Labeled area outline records
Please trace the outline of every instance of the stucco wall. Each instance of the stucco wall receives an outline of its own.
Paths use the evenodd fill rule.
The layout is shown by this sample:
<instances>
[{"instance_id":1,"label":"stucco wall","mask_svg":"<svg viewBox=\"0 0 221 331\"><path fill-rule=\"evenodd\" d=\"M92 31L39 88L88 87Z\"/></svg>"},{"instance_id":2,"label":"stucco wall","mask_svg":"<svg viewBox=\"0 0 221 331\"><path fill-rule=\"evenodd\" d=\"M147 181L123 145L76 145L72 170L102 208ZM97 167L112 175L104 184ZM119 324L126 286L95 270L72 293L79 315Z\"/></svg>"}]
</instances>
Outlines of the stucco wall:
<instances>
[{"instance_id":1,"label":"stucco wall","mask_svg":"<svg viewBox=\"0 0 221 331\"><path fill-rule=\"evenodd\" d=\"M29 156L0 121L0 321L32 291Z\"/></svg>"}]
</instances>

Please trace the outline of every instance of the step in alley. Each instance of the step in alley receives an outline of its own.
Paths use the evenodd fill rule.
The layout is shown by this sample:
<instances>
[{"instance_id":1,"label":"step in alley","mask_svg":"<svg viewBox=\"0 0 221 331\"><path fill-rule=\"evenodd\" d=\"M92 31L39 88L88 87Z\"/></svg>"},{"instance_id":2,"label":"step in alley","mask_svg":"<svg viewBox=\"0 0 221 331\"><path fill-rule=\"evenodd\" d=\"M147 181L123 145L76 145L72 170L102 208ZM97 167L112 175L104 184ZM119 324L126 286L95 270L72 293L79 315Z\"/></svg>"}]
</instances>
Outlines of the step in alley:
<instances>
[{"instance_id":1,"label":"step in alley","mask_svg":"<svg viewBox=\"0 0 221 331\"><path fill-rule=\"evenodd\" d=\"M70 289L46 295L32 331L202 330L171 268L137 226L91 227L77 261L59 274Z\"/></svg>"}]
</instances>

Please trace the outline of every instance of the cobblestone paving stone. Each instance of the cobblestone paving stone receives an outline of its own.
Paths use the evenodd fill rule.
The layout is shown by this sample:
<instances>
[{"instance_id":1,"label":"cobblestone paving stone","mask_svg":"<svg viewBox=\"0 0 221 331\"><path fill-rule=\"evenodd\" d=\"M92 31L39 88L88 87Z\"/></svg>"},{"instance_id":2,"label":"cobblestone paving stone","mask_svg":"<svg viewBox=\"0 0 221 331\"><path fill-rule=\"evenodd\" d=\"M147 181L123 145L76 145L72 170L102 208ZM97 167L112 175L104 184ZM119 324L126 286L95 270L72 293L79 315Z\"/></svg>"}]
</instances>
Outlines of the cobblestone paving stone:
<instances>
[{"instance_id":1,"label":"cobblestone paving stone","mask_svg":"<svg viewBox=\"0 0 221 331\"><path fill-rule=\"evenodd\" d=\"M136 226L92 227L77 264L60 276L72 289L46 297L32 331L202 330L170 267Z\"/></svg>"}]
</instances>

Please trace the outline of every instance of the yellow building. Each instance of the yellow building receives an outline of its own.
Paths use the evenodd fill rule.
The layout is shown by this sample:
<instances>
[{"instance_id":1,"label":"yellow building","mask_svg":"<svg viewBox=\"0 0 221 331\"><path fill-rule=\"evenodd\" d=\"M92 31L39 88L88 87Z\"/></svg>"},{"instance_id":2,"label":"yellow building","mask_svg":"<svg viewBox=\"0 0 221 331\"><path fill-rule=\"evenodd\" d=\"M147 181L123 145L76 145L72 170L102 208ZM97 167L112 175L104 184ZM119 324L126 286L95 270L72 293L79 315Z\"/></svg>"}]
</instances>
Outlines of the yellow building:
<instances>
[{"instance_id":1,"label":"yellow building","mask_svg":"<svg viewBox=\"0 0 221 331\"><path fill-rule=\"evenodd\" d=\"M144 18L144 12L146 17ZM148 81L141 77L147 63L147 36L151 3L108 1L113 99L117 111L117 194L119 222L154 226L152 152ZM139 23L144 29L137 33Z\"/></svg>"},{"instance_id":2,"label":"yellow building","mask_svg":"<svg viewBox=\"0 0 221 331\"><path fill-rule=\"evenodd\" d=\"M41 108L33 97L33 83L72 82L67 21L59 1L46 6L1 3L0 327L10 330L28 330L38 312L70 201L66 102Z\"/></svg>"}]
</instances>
--
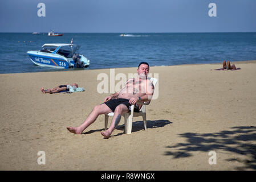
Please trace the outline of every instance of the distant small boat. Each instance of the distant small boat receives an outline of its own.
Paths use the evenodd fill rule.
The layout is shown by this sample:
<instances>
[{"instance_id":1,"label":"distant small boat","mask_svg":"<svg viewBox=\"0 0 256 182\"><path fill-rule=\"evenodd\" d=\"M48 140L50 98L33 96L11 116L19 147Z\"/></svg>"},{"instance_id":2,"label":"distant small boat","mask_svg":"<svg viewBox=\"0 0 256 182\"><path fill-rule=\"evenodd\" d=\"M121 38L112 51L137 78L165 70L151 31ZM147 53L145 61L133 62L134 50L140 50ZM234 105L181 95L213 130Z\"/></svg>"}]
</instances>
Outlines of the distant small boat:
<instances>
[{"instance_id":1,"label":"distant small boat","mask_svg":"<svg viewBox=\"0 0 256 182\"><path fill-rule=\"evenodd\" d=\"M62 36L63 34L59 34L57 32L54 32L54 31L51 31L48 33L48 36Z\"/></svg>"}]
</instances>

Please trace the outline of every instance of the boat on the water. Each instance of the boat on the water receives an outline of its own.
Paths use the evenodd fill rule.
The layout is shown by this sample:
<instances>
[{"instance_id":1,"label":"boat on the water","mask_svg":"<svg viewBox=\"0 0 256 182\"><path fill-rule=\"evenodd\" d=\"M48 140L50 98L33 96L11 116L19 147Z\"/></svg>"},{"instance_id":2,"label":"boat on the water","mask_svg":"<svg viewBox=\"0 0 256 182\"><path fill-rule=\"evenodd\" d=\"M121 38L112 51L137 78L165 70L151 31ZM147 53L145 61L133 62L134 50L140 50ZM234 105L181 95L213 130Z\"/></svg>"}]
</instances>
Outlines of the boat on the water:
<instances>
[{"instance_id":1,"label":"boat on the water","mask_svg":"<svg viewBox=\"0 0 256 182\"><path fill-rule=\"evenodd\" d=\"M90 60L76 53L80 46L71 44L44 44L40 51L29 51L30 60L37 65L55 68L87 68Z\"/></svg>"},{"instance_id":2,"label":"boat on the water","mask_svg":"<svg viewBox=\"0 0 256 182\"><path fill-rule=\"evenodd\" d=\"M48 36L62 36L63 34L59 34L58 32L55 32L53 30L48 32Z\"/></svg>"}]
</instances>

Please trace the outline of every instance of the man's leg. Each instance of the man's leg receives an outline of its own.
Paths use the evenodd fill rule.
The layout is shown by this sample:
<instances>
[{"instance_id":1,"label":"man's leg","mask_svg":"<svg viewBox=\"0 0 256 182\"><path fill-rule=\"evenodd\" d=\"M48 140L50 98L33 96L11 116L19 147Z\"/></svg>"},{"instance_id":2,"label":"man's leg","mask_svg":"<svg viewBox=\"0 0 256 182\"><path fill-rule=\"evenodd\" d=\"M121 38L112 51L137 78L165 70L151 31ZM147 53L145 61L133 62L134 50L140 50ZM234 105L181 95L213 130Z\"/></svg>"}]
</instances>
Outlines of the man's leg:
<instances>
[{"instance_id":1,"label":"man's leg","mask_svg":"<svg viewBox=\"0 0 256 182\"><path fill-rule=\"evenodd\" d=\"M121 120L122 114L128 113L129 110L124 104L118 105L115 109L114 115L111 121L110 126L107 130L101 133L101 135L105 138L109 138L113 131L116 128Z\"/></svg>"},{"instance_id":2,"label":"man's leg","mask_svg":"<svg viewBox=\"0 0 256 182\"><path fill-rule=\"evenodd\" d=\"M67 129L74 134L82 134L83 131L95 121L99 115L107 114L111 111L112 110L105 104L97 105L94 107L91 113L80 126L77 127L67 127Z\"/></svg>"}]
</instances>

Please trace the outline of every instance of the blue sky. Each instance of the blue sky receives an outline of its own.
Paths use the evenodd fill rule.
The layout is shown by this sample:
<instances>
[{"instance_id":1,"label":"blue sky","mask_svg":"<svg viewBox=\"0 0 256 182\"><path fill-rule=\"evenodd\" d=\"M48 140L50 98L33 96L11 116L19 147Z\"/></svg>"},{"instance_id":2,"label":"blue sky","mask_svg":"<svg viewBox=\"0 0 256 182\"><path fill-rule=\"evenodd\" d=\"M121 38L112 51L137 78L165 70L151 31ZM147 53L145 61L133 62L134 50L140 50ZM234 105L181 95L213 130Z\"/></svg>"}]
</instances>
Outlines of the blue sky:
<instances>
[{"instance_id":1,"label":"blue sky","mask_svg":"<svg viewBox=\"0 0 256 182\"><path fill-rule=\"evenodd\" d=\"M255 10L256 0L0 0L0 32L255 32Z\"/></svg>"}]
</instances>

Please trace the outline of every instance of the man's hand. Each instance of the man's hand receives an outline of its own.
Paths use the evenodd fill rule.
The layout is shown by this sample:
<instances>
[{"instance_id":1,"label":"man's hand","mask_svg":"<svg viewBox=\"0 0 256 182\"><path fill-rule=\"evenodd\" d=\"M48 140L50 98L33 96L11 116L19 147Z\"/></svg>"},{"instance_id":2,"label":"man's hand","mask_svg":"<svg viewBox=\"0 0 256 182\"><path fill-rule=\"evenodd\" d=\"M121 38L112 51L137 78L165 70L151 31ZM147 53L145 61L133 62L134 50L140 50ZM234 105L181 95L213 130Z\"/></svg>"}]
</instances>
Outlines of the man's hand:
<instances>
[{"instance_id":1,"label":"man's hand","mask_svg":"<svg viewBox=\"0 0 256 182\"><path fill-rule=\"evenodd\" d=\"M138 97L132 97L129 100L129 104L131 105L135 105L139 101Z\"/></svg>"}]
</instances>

> [STATED PROBLEM]: Please count the lines of the records above that contain the string "yellow", and give only that number.

> [WORKED ANSWER]: 4